What you are asked to do =
Rewrite the listing below as a numbered list, dropping any blank lines.

──────────────────────────────

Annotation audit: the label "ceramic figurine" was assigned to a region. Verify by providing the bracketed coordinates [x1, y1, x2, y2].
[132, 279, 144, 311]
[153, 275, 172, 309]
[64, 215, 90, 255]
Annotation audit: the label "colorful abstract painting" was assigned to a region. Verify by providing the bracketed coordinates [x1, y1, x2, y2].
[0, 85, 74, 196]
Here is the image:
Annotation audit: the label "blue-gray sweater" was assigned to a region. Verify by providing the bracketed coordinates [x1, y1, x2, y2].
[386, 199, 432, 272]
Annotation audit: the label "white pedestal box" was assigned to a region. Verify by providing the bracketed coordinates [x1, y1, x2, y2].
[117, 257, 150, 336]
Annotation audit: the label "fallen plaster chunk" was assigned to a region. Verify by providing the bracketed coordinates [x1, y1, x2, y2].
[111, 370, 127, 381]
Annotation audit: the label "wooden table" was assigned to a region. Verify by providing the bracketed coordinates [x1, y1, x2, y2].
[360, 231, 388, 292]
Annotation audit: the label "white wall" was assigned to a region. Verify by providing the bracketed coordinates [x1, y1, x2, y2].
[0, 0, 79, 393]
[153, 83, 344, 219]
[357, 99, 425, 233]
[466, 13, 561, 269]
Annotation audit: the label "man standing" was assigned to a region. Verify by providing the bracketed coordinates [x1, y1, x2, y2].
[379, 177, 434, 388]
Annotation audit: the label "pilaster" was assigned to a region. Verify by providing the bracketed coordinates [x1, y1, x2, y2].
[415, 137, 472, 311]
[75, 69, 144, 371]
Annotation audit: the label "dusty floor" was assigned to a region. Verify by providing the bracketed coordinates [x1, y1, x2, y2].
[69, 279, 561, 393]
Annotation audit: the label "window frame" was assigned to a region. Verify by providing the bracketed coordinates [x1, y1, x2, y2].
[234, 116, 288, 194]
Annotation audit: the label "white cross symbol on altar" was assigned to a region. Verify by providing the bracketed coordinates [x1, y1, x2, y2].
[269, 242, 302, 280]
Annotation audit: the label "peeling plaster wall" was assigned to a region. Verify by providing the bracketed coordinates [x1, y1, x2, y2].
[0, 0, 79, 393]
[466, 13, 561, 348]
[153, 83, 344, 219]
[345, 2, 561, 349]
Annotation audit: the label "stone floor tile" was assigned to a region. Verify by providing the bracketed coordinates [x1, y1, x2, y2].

──────────────────────────────

Answer to this problem =
1. Annotation audit: the label "ceramic figurine" was assigned to a region. Verify by providing the bracketed coordinates [x1, y1, x2, y2].
2. [132, 279, 144, 311]
3. [153, 275, 172, 309]
4. [64, 215, 90, 255]
5. Annotation audit: the label "colorful abstract painting" was assigned to a region. Verify by providing the bracketed coordinates [x1, y1, x2, y2].
6. [0, 85, 74, 196]
7. Here is the image:
8. Annotation audit: the label "blue-gray sweater" was assigned to a region. Verify by providing the bracketed coordinates [x1, y1, x2, y2].
9. [386, 199, 432, 272]
10. Annotation audit: the label "white pedestal box" was assigned to a region. Verify by providing the bracketed coordinates [x1, y1, x2, y2].
11. [117, 257, 150, 336]
12. Annotation audit: the label "fallen plaster chunk" was assigned to a region. Verify by providing the bracketed coordinates [x1, y1, x2, y2].
13. [111, 370, 127, 381]
14. Annotation audit: the label "wooden table" was assigned to a region. Verify by providing the bracketed coordinates [x1, y1, x2, y2].
15. [360, 231, 388, 292]
16. Annotation audit: the label "white wall" was assigned to a region. Verify by providing the bracketed coordinates [x1, y1, x2, y2].
17. [0, 0, 79, 393]
18. [153, 83, 344, 219]
19. [357, 99, 425, 233]
20. [466, 13, 561, 269]
21. Annotation audit: the label "man standing" was assigned to a region. Verify by providing the bracketed coordinates [x1, y1, x2, y2].
22. [379, 177, 434, 388]
23. Annotation audit: the label "pilaster" was assigned to a region. Verify by providing the bracketed coordinates [x1, y1, x2, y2].
24. [415, 137, 472, 311]
25. [75, 69, 144, 371]
26. Annotation audit: the label "dusty floor" was assigned to a region. Verify by providing the bracketed coordinates [x1, y1, x2, y2].
27. [69, 279, 561, 393]
28. Annotation audit: the label "window frame" was assigned to a region. Verify by providing the bracketed coordinates [x1, y1, x2, y2].
29. [234, 116, 288, 194]
30. Annotation audit: the label "white cross symbol on altar" was assigned to a region. Verify by providing the bracketed coordinates [x1, y1, x2, y2].
31. [269, 242, 302, 280]
32. Annotation audit: the label "peeling plaster wall" was assigned to a region. Verify by providing the bracketed coordinates [x1, y1, x2, y2].
33. [0, 0, 79, 393]
34. [466, 13, 561, 348]
35. [153, 83, 344, 219]
36. [345, 2, 561, 349]
37. Annotation audit: the label "stone floor tile" was assigned to a region. Verify by providing the bracketed coordinates [x1, y1, x2, y2].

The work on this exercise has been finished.